• [Given request]
Look for the line containing "Expected: a point inside each instance of the dried" in the listing below. Retype that line and every subsequent line through the last one, and only those.

A run of records:
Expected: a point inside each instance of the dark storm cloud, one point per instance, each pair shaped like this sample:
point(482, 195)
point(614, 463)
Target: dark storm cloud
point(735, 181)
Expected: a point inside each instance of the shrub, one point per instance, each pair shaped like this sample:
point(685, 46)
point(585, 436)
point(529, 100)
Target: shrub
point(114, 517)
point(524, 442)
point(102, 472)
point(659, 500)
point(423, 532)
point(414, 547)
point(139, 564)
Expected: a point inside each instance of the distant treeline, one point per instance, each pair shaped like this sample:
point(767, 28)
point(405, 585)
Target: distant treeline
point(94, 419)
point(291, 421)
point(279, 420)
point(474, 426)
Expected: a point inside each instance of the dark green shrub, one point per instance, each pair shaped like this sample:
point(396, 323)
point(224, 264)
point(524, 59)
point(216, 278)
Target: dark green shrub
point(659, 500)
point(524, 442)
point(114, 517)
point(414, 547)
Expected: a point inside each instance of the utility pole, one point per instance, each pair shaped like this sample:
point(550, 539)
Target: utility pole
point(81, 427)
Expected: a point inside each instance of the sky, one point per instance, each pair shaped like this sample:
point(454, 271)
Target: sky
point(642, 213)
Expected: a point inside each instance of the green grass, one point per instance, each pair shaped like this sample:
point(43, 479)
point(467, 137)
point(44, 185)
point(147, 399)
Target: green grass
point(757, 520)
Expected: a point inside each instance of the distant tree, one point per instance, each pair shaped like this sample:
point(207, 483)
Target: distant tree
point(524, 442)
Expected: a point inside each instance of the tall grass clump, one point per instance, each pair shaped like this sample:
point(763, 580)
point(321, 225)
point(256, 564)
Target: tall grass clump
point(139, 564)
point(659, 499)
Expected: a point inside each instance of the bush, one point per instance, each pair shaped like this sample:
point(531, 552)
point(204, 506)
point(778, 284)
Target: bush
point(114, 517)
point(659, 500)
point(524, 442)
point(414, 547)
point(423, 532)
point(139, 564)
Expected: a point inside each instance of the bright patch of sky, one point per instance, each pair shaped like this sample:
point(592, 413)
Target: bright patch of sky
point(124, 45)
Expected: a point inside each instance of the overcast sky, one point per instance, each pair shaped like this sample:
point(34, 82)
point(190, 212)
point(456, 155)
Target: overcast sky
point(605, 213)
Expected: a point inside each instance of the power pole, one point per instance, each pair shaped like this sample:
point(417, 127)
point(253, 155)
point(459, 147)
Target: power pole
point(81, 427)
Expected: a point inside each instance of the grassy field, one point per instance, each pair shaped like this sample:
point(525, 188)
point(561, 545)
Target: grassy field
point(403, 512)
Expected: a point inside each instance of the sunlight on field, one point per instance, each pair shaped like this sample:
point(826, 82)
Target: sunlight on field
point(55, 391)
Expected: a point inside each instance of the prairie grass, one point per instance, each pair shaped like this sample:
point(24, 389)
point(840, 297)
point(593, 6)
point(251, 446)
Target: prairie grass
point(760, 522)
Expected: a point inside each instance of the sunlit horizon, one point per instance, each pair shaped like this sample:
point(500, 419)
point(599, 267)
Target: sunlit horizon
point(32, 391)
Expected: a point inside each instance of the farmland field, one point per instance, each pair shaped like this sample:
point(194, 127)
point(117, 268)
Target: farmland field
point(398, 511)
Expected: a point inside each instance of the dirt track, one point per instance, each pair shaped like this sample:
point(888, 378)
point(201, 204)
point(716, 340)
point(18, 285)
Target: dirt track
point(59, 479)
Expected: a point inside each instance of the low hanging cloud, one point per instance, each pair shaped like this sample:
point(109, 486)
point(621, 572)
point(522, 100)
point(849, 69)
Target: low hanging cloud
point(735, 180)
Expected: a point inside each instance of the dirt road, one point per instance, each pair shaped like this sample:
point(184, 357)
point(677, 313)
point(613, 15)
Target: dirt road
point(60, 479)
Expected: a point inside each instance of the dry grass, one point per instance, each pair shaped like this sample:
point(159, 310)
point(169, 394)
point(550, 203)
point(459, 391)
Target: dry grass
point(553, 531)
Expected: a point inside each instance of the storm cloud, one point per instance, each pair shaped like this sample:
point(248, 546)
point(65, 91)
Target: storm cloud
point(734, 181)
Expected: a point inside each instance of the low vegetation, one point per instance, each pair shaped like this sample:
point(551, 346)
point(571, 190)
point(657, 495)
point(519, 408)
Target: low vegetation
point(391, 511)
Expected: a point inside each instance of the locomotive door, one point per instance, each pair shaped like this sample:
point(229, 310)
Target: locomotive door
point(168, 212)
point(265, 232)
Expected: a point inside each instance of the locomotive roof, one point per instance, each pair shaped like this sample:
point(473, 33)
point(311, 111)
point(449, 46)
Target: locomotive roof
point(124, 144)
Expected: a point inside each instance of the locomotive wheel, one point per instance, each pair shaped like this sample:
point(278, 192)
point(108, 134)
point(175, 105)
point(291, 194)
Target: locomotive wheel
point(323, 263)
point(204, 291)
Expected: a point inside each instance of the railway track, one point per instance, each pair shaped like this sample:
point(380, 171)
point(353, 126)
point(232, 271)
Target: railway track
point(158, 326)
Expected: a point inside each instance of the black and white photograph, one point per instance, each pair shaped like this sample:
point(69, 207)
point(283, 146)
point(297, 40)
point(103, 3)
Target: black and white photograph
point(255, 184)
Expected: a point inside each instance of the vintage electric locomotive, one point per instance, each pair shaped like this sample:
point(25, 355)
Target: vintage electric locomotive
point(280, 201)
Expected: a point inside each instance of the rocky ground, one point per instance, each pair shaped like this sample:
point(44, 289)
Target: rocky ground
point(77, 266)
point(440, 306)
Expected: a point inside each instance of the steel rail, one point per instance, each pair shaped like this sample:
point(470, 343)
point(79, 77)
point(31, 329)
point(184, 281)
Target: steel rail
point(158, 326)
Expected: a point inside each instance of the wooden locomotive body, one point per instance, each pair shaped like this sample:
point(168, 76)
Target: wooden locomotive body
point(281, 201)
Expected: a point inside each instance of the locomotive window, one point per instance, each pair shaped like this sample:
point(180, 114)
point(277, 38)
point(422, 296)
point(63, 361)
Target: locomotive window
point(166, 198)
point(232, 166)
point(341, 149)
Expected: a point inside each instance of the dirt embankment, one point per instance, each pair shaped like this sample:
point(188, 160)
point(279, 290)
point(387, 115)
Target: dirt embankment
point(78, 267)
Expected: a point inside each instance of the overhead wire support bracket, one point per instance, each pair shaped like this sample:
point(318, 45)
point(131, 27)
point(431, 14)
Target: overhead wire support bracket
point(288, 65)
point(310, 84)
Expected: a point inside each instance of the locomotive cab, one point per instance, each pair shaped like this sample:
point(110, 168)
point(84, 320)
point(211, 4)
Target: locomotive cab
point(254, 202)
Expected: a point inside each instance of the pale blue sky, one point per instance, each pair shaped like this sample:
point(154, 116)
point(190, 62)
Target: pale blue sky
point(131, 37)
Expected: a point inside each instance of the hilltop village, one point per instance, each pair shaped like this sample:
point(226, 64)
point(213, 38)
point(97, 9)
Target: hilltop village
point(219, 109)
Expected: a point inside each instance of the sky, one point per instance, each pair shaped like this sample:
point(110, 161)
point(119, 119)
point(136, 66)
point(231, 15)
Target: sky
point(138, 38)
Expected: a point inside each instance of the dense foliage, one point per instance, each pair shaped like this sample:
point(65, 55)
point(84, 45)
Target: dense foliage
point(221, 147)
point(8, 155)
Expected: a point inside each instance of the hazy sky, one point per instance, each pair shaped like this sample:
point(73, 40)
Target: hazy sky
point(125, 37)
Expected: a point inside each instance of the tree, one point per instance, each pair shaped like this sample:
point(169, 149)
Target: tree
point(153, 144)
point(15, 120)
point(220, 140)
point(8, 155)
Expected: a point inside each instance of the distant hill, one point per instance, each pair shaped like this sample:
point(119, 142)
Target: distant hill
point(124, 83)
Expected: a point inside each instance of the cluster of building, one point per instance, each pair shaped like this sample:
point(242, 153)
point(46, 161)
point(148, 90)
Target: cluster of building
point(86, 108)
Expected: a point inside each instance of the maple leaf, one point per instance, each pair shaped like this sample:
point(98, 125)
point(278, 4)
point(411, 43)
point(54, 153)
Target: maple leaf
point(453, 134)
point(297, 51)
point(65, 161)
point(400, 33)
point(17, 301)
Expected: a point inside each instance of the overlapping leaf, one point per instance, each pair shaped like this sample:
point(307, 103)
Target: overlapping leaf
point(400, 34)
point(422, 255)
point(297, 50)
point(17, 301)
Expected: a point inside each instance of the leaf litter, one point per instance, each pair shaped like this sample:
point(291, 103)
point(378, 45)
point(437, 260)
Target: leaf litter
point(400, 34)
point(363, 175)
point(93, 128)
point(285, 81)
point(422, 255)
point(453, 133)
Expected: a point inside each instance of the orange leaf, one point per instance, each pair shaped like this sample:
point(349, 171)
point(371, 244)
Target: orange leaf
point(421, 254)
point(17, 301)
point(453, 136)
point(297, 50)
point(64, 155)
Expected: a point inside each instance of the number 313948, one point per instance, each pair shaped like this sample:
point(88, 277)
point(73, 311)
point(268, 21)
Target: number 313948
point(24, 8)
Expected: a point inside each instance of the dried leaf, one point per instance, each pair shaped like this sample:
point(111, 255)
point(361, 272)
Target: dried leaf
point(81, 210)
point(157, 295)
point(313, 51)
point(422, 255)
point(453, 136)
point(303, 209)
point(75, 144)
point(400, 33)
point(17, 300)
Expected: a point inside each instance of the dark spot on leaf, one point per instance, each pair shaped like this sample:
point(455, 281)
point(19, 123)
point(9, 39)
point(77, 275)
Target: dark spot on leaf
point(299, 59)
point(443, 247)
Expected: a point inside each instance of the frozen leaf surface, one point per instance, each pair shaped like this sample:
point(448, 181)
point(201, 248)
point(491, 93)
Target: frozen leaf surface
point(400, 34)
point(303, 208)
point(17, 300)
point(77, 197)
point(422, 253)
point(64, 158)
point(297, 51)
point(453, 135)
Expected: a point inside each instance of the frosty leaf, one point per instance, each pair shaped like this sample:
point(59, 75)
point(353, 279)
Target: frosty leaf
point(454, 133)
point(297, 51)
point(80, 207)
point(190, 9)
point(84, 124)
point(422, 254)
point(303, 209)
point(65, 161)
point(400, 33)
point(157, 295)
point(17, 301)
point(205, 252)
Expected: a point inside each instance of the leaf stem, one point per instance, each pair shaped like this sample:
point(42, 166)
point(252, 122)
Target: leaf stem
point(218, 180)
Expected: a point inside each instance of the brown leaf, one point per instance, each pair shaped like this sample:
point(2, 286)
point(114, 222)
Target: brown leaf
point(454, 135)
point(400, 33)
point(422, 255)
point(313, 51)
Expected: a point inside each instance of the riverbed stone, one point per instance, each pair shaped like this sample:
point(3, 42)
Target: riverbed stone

• [Response]
Expected: a point inside each instance of the dried leaf, one point per instance, each pair shaped like this sample:
point(111, 255)
point(361, 272)
Target: dried leaf
point(81, 210)
point(157, 295)
point(313, 51)
point(422, 255)
point(453, 136)
point(303, 209)
point(75, 144)
point(400, 33)
point(17, 300)
Expected: a point inside each instance of the dark spot on leaf, one point per instance, each pair shaped like this sample:
point(455, 281)
point(19, 123)
point(9, 39)
point(77, 275)
Target: dark spot on leaf
point(299, 59)
point(443, 247)
Expected: a point inside each instance of the frozen leaf surface, one point per instance, each pair shaped like this sample:
point(448, 181)
point(201, 248)
point(491, 93)
Target: frozen leaf surface
point(400, 34)
point(303, 208)
point(17, 300)
point(77, 197)
point(422, 253)
point(64, 158)
point(297, 51)
point(453, 135)
Expected: a point inside each instance of the frosty leaf, one point per instance, each pair shaped like this sample:
point(59, 75)
point(353, 279)
Target: frosty leaf
point(454, 133)
point(297, 51)
point(80, 207)
point(190, 9)
point(84, 124)
point(422, 254)
point(303, 209)
point(65, 161)
point(400, 33)
point(157, 295)
point(17, 301)
point(205, 252)
Expected: a point inside each instance of the leaf stem, one point per instance, each pair shaped like this sample:
point(42, 166)
point(252, 122)
Target: leaf stem
point(218, 180)
Expected: a point inside each instance of the brown leaf, one point per instance, each pair shaped like this sample:
point(2, 286)
point(114, 222)
Target: brown leaf
point(454, 135)
point(400, 33)
point(422, 255)
point(313, 51)
Expected: a point inside each instance of the riverbed stone, one point per instance, each pair shaped like this sample:
point(3, 42)
Target: riverbed stone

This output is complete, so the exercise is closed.